**Given data**
────────────────────

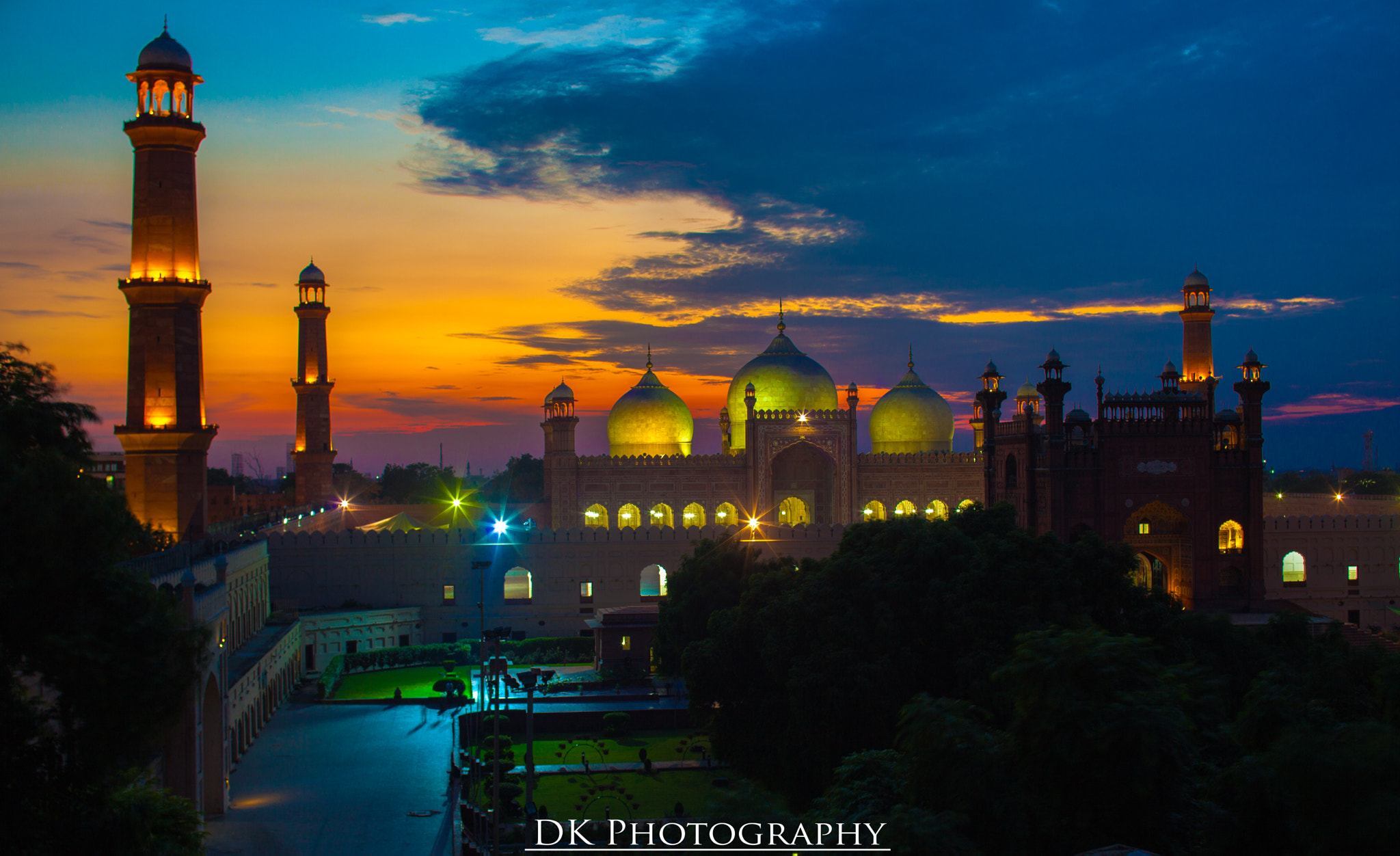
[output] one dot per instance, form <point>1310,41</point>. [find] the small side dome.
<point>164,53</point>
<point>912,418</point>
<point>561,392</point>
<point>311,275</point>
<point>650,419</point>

────────────────────

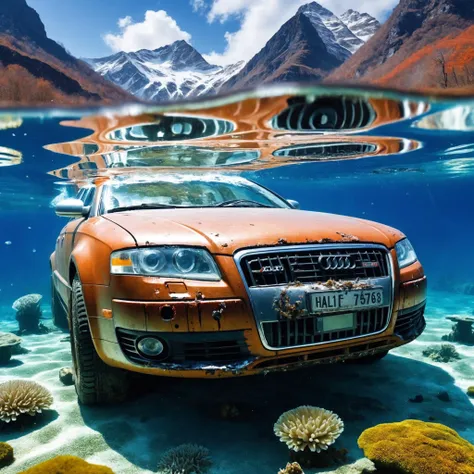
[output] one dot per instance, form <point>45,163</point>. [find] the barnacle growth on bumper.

────────────────────

**Challenge**
Take the part that opens with the line containing "[output] one dot per instance, form <point>1310,41</point>." and closes with the line containing "<point>650,419</point>". Write those lines out again with "small side dome" changed to "narrow side dome" and everything else left the same.

**Expected output**
[output] one dot per instance, form <point>1310,41</point>. [find] the narrow side dome.
<point>164,53</point>
<point>912,418</point>
<point>561,392</point>
<point>311,275</point>
<point>650,419</point>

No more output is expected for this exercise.